• [Your instructions] Bring together copies of the lines in the data below that contain the word "mask".

Start of Source information

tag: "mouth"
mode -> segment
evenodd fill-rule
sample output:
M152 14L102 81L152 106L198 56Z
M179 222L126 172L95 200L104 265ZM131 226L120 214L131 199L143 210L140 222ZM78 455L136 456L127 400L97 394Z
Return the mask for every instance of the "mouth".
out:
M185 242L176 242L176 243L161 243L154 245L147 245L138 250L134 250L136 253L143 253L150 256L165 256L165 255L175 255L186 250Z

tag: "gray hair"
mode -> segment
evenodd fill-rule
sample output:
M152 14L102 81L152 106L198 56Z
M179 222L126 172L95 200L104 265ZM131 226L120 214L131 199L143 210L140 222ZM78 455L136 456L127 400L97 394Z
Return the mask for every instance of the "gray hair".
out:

End of Source information
Start of Source information

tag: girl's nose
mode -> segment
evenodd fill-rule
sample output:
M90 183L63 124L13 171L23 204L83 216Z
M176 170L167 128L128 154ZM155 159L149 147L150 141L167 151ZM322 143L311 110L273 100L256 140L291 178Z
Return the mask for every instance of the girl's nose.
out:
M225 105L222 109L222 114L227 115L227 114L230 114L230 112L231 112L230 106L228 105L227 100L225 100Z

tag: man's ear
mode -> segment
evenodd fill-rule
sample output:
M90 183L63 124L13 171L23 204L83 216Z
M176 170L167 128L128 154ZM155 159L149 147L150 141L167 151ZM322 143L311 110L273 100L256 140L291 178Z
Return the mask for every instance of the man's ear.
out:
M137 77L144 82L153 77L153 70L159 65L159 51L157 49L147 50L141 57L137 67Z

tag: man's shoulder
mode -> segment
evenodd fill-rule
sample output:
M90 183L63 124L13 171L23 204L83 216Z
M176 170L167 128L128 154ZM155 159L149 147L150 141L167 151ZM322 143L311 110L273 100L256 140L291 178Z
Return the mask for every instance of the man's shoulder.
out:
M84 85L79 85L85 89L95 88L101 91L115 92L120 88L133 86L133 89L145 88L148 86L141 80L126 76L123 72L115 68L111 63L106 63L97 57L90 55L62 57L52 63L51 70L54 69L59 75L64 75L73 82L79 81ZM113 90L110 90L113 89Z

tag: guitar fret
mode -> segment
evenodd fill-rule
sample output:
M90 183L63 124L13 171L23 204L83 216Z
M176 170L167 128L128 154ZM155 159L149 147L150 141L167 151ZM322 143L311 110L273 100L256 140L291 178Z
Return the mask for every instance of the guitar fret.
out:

End of Source information

• [Output]
Return the mask for every instance of the "mouth".
Return the mask for every instance of the "gray hair".
Return the mask for every instance of the girl's nose.
Return the mask for every instance of the man's ear.
Return the mask for every instance of the man's shoulder.
Return the mask for every instance of the guitar fret.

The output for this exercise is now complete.